- [Aufgabenstellung]
(a) Überarbeite im Text über die Dokumentarfilme den Abschnitt, der mit „ERDE UND EMOTIONEN“ beginnt und mit „Aussterben zu bewahren.“ endet. Ersetze darin „Lagerhalle“ durch „Halle“ und gib den Abschnitt vollständig wieder.
(b) Schreibe den Text über die Dokumentarfilme im Anschluss an seinen letzten Satz weiter.

- [Vorliegender Text]
Man muss Kapadia ein Kompliment machen, dass er es geschafft hat, über Aufnahmen aus Privatarchiven der Familie Maradona und der Neapel-Ultras zu vielen intimen Momenten Zugang bekommen und aus dem umfangreichen Material eine fesselnde Komposition geschaffen zu haben. Zu einem besonderen Erlebnis macht Diego Maradona aber vor allem der Blick des Filmemachers, der zwar mit seinem Protagonisten sympathisiert und ihn nicht vorführt (was einfach wäre), sich aber auch nicht mit ihm gemein macht. Trotz aller Emotionalität der Bilder geht es Kapadia darum zu verstehen, nicht zu urteilen. Auch nach dem Film kann man sich also noch entscheiden, ob man Diego Maradona liebt oder hasst – oder ihn als widersprüchlichen Charakter, der er bis heute ist, akzeptiert.

 

ERDE UND EMOTIONEN

Foto: © HDPERU


In einer riesigen Lagerhalle verabschiedet sich eine kleine Delegation aus Cusco von ihren Kartoffeln: „Weine nicht, kleine Kartoffel, weine nicht!“, singt Brizaida Siqus mit Tränen in den Augen. Angesichts der Bedrohung der Biodiversität haben die Kleinbäuerin und ihre Kooperative sich auf den weiten Weg nach Norwegen gemacht um alte Kartoffelsorten im Saatgut-Tresor von Svalbard vor dem Aussterben zu bewahren.

© HDPERU

Brizaida ist eine von fünf indigenen Kleinbäuerinnen aus den Gegenden um Cusco und Puno, die die Brüder Álvaro und Diego Sarmiento in ihrem Dokumentarfilm Sembradoras de vida porträtieren. Vor allem der Klimawandel ist bei den fünf Frauen ein großes Thema, denn seine Folgen sind im Hochland der Anden schon jetzt zu spüren. Techniken, mit denen seit Jahrhunderten das Wetter vorhergesagt wurde, greifen nicht mehr, wenn es gar nicht mehr regnet oder der Regen nicht mehr aufhört. Ihre Großmutter habe anhand der Frösche erkannt, wie die Ernte werde, erklärt die Anthropologin Eliana García, die nach dem Studium zur Landwirtschaft zurückgekehrt ist. Jetzt sei sie froh, wenn sie überhaupt einmal einen Frosch sehe. Doch Eliana und die anderen Frauen halten an der traditionellen Landwirtschaft fest. Der Film begleitet die harte Arbeit der Bäuerinnen in wunderschönen Bildern und verlässt selten die Quinoa-, Kartoffel- und Maisfelder. Untermalt von Gitarre und Panflöte sehen wir die fünf Frauen beim Säen und Ernten, bei Opfergaben und dabei, wie sie altes Wissen an ihre Kinder weitergeben. Ein äußerst stimmiger Film, der stets seine Protagonistinnen selbst zu Wort kommen lässt und auch nicht in verkitschende Zurück-zur-Natur-Romantik verfällt.

- [Bereitgestellte Datensätze]
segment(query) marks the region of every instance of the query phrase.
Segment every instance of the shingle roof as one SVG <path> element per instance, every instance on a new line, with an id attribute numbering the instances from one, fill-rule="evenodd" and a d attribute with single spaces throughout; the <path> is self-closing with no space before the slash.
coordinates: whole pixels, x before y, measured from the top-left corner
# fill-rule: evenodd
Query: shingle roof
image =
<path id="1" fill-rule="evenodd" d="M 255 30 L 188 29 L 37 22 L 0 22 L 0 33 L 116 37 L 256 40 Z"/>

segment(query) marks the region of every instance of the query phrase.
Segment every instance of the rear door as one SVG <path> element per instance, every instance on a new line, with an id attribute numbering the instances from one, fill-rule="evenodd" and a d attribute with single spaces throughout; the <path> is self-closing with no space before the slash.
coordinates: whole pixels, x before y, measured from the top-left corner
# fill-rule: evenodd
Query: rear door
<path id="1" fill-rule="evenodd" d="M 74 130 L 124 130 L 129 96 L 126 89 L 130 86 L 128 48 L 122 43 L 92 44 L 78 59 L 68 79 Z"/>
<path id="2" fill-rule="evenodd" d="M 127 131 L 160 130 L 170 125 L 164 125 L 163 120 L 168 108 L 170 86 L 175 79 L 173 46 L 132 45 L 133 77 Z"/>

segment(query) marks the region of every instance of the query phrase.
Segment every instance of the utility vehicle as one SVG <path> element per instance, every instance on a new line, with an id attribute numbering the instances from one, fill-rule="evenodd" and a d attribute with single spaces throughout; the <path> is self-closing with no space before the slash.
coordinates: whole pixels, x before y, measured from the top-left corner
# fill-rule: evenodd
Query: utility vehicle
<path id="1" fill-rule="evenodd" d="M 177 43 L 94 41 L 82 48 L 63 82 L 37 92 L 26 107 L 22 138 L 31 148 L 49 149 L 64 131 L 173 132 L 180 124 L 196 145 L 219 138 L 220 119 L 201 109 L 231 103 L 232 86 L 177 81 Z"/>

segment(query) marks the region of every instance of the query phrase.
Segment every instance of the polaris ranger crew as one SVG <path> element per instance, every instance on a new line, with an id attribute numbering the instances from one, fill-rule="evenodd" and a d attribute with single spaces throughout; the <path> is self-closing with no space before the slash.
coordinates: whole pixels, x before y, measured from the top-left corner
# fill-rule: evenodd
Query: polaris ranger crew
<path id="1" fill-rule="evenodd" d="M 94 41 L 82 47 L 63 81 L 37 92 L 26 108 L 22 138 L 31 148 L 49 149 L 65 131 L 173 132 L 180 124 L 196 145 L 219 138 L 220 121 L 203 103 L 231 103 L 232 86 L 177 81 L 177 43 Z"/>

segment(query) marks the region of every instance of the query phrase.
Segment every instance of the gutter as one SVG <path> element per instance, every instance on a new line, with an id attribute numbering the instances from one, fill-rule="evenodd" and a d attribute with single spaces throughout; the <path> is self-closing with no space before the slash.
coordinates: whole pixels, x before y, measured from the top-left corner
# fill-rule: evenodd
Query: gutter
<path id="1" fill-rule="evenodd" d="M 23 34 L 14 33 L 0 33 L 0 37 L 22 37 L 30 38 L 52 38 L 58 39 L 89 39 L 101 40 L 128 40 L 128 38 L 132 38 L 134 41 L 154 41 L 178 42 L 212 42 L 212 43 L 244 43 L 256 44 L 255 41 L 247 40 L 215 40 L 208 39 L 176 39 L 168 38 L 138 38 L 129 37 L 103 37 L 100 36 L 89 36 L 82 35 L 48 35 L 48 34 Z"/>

- [Erwartete Lösungen]
(a)
ERDE UND EMOTIONEN

Foto: © HDPERU


In einer riesigen Halle verabschiedet sich eine kleine Delegation aus Cusco von ihren Kartoffeln: „Weine nicht, kleine Kartoffel, weine nicht!“, singt Brizaida Siqus mit Tränen in den Augen. Angesichts der Bedrohung der Biodiversität haben die Kleinbäuerin und ihre Kooperative sich auf den weiten Weg nach Norwegen gemacht um alte Kartoffelsorten im Saatgut-Tresor von Svalbard vor dem Aussterben zu bewahren.

(b)
Dem Kurzfilm La herencia del viento von gleich drei jungen mexikanischen Regisseur*innen hätte es dagegen gut getan, sich ebenso viel Zeit zu lassen. In nur 16 Minuten möchte der Film zu viel zeigen und sagen. Reduktion auf wenige Szenen hätte hier gut getan, denn der liebevolle Umgang des Bauern Juan Zuñija mit Familie und Pflanzen ist wirklich beeindruckend. Für Juan sind Kindererziehung und Landwirtschaft kaum voneinander zu trennen. Die Erde merke, genau wie die Kinder, mit welchen Emotionen man an sie herantrete. Schon seinen kleinsten Kindern bringt der Bauer einen tiefen Respekt vor der Natur bei.

© César Camacho

Es lässt hoffen, dass die Berlinale zwei Filmen Raum gibt, die zeigen, wie wichtig Biodiversität und ein umsichtiger Umgang mit unseren Ressourcen sind. So wird einmal mehr unsere Aufmerksamkeit darauf gelenkt, wie das klimafeindliche Verhalten des globalen Nordens schon jetzt das Leben derjenigen verändert, die am wenigsten zum Klimawandel beitragen.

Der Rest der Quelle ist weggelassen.